◆ **DOCUMENT EXTRACT**:
· · ·

StatsCanada estimates that today, one in five homes in Canada are investor owned. In British Columbia and Ontario, these figures rise to 37 percent and 41 percent respectively of condominiums that are owned by investors.  This is problematic because condominiums make up nearly four in five of new home construction in both B.C. and Ontario. This shuts first-time homebuyers out of the market and raises prices by inducing scarcity. How did we get here?

In the 1980s, federal and provincial governments were struggling with overstretched balance sheets and had to make difficult decisions on where to cut back. Unfortunately, the housing sector was one of them. We once spent billions of dollars annually on public housing in the late 1900s, but today that figure is but a fraction of what it once was, which means that the private sector is now entirely responsible for delivering housing. This wouldn’t be such a bad thing if all orders of government hadn’t failed in managing the housing sector, which was kept in check by public housing. The lack of net new public housing units has only served to strengthen the hand of investors.

After the post-Second World War housing boom in the mid-1900s, municipalities all over Canada engaged in the Faustian bargain that enabled density in downtown cores while restricting zoning to vast swathes of single-family residential in the suburbs. This inefficient land use has manifested in a housing supply shortage that only serves to strengthen the hand of investors.

· · ·

◆ **DATASET ENTRIES**:

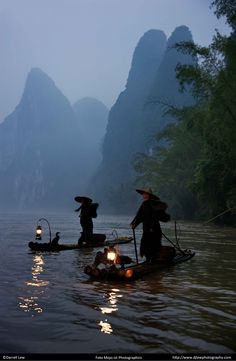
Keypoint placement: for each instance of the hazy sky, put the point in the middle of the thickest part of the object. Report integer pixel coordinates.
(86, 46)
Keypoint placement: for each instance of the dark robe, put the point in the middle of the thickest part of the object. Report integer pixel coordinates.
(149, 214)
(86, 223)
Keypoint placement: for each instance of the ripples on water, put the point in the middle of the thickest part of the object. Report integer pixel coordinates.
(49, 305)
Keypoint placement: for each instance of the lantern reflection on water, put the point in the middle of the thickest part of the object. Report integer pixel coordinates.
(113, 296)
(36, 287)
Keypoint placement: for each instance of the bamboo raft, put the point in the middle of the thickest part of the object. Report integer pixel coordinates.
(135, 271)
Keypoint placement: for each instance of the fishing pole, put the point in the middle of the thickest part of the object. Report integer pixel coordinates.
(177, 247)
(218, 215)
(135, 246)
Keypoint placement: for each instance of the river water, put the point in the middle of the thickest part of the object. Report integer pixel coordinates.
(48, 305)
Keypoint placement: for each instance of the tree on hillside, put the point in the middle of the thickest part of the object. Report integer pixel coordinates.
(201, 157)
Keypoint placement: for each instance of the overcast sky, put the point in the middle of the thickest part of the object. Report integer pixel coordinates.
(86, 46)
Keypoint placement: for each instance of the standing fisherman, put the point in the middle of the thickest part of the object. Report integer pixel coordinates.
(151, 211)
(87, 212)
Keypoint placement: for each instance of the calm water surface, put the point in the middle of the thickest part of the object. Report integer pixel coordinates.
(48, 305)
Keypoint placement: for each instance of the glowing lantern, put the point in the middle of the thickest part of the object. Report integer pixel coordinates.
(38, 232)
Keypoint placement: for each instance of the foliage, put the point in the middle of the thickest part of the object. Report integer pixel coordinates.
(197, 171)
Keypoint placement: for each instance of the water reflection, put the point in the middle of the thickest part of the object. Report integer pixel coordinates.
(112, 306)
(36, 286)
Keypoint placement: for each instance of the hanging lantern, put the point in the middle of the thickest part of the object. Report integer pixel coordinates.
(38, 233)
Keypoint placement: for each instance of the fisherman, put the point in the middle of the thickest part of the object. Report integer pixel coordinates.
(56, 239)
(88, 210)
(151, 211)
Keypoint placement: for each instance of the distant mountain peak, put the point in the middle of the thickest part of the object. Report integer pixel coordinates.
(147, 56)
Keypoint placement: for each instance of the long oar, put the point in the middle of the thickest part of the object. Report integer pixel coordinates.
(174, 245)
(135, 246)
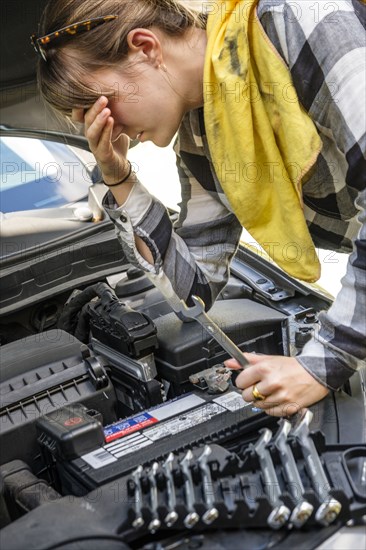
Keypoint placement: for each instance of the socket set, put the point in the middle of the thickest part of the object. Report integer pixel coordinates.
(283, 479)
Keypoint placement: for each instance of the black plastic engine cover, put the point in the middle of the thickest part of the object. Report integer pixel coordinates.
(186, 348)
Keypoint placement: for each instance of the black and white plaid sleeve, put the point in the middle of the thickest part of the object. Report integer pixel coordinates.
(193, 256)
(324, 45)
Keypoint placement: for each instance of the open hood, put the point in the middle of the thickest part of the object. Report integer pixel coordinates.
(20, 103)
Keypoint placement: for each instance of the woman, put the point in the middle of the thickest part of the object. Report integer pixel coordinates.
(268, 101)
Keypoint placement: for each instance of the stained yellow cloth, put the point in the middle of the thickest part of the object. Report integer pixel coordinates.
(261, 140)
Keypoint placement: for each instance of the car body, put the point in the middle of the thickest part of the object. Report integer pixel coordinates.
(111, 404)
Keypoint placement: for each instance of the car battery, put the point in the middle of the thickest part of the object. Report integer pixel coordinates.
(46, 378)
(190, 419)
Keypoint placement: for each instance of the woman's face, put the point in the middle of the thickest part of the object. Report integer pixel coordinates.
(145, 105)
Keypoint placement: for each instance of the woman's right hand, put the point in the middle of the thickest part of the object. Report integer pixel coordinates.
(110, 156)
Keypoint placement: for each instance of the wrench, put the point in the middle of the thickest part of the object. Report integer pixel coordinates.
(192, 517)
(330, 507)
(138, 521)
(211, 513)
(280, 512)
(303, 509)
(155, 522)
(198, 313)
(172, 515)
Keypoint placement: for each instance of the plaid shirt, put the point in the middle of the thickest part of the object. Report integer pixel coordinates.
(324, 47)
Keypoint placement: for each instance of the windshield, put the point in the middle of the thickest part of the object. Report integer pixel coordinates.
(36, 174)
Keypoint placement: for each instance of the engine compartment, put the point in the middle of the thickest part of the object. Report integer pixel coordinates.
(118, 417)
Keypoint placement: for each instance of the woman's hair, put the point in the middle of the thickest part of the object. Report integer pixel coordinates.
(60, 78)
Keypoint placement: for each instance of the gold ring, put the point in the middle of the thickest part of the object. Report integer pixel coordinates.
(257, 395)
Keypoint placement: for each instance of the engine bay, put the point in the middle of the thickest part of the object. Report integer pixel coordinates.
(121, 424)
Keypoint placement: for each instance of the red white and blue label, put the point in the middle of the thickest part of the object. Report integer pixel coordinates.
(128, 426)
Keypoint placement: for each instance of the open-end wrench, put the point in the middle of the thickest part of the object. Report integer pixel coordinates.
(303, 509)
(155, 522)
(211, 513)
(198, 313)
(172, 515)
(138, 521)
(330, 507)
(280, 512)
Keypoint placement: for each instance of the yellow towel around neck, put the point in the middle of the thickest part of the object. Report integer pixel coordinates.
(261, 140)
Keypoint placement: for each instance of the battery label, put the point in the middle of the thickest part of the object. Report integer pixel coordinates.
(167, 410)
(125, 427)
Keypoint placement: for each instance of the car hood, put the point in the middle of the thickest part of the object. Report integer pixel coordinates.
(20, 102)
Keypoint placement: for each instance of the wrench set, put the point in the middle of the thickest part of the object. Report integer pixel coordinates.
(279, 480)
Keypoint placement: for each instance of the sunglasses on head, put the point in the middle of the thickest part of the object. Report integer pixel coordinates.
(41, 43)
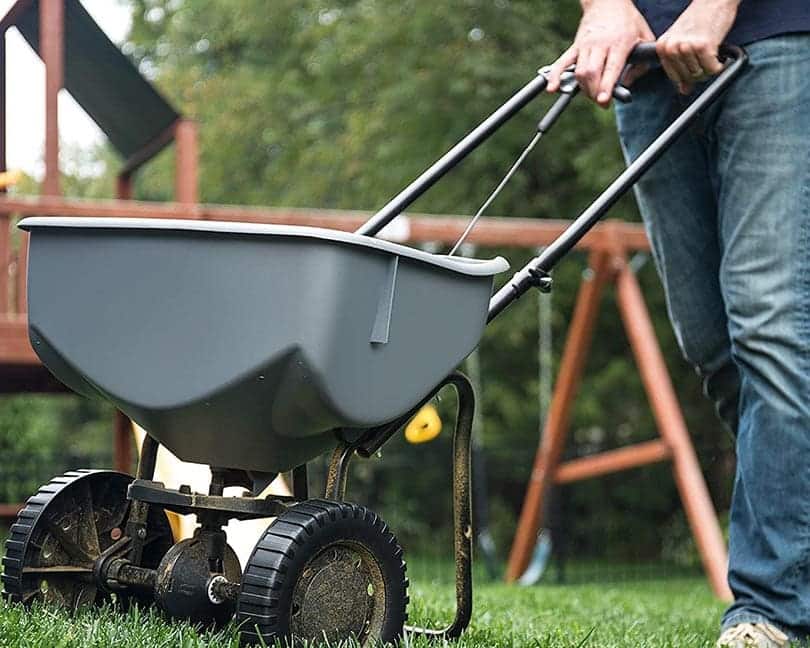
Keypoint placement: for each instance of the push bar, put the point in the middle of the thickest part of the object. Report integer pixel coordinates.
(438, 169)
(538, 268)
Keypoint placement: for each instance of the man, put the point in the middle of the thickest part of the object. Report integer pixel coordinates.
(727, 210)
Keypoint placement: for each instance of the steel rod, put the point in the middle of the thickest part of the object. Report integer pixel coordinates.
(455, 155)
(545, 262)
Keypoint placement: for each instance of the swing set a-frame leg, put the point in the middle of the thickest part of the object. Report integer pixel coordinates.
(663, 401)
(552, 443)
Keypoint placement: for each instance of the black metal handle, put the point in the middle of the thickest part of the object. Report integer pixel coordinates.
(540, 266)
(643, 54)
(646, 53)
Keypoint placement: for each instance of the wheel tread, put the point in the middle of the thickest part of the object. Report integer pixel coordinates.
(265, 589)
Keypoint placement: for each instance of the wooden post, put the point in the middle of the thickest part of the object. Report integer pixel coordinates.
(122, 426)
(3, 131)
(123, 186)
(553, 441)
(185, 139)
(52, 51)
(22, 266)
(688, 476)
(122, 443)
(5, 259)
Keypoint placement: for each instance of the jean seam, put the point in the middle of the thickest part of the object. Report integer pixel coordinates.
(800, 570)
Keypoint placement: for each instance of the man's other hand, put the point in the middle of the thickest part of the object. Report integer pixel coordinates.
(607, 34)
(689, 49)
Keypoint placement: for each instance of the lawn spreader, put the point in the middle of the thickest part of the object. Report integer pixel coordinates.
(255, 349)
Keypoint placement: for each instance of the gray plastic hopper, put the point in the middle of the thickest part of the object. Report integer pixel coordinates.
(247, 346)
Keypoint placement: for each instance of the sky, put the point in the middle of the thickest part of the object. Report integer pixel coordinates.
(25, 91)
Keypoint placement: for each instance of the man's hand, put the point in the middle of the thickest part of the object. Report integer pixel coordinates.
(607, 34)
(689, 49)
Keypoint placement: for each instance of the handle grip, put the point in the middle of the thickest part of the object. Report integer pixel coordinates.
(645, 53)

· · ·

◆ **TASK INSTRUCTIONS**:
[1] Do these statements agree with the passage on Canadian housing? Answer yes or no for each, quoting the words that decide it.
(a) In Ontario, 41 percent of condominiums are owned by investors.
(b) Condominiums make up about half of new home construction in B.C.
(c) Federal and provincial governments cut back on housing in the 1990s.
[2] According to the passage on Canadian housing, what share of homes in Canada does StatsCanada estimate are investor owned?
[3] Continue the passage on Canadian housing from where it stops.
The data plays no part in this.

◆ **ANSWERS FOR THE EXERCISE**:
[1]
(a) Yes: "In British Columbia and Ontario, these figures rise to 37 percent and 41 percent respectively of condominiums that are owned by investors."
(b) No: "condominiums make up nearly four in five of new home construction in both B.C. and Ontario."
(c) No: "In the 1980s, federal and provincial governments were struggling with overstretched balance sheets and had to make difficult decisions on where to cut back."

[2] One in five.

[3]
While we can rezone cities, decrease population growth, and improve building conditions, the housing supply deficit will persist because investors will always have the ability to buy up new supply at a rate that disadvantages normal buyers who do not operate on the same playing field. Therefore, their influence must be dampened in order to return the housing sector to balance.

The crux of the problem is that it is too easy to invest in real estate as opposed to investing in a business or other productive endeavours. This is deeply embedded in Canada’s culture and will take a significant amount of political courage to recalibrate. The answer to this lies in Canada’s tax structure.

Taxes can be used as a tool to either encourage or deter certain activities in the economy. Take carbon pricing for example. Adding a cost to emissions will incentivize emitters to innovate in order to drive down emissions and avoid the cost of pollution. The same principle can be applied to housing, in respect of the capital gains tax.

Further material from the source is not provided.